POLECENIA:
**a)** Proszę powtórzyć słowo w słowo fragment tekstu o naprawie zasilacza Atari, od słów „Wymieniłem wszystkie elektrolity” aż do słów „jeszcze nie mam.” włącznie.
**b)** Proszę zacytować co do znaku wszystkie wpisy umieszczone po tekście o naprawie zasilacza Atari.
──────── WYBRANY TEKST
Temat: Zasilacz ASPF34-4

Cześć

Czy ma ktoś doświadczenie w naprawie zasilaczy Atari? Mam zasilacz jak w temacie, wyjęty z Megafile 20. Schemat podobnego jest tutaj - różnice są niewielkie, np. Q1.
Początkowy problem z zasilaczem polegał na tym, że się wyłączał w losowych momentach, po chwili załączał znowu itd.
Wymieniłem wszystkie elektrolity i miałem wrażenie, że się polepszyło, tzn. na początku pracował dość długo bez wyłączania, później po którymś włączeniu i paru minutach pracy wyłączył się. Nie zwróciłem na to początkowo uwagi, wręcz myślałem, że go wyłączyłem, więc spędził w tym stanie może ze 2 minuty i jeb ... wywalony bezpiecznik, spalony R8, Q1, Q2, dziura w C7, ale chyba wypalona wystrzałem Q1. Wymieniłem uszkodzone elementy, jako Q1 wsadziłem 2SC2331 (zachowało się na nim tylko oznaczenie C233), sprawdziłem D1, R4, R5, R6, R7, R9 - wszystko w normie, w sumie nie podmieniłem tylko tantala C8, bo jeszcze nie mam.
Zasilacz się załącza, 5V jest nawet dość stabilne, ale z 12V jest około 11V bez obciążenia, a pod obciążeniem robi się 9-10V. Wyłącza się jeszcze częściej niż na początku, potem są problemy z ponownym włączeniem.
Ma ktoś jakieś pomysły?
────────────────
──────── DANE WEJŚCIOWE
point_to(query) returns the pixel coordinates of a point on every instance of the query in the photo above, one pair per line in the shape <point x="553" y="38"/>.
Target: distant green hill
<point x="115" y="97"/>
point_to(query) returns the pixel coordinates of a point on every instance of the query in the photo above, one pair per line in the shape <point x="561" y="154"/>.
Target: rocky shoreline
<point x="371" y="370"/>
────────────────
ODPOWIEDZI:
**a)**
Wymieniłem wszystkie elektrolity i miałem wrażenie, że się polepszyło, tzn. na początku pracował dość długo bez wyłączania, później po którymś włączeniu i paru minutach pracy wyłączył się. Nie zwróciłem na to początkowo uwagi, wręcz myślałem, że go wyłączyłem, więc spędził w tym stanie może ze 2 minuty i jeb ... wywalony bezpiecznik, spalony R8, Q1, Q2, dziura w C7, ale chyba wypalona wystrzałem Q1. Wymieniłem uszkodzone elementy, jako Q1 wsadziłem 2SC2331 (zachowało się na nim tylko oznaczenie C233), sprawdziłem D1, R4, R5, R6, R7, R9 - wszystko w normie, w sumie nie podmieniłem tylko tantala C8, bo jeszcze nie mam.

**b)**
point_to(query) returns the pixel coordinates of a point on every instance of the query in the photo above, one pair per line in the shape <point x="553" y="38"/>.
Target: distant green hill
<point x="115" y="97"/>
point_to(query) returns the pixel coordinates of a point on every instance of the query in the photo above, one pair per line in the shape <point x="561" y="154"/>.
Target: rocky shoreline
<point x="371" y="370"/>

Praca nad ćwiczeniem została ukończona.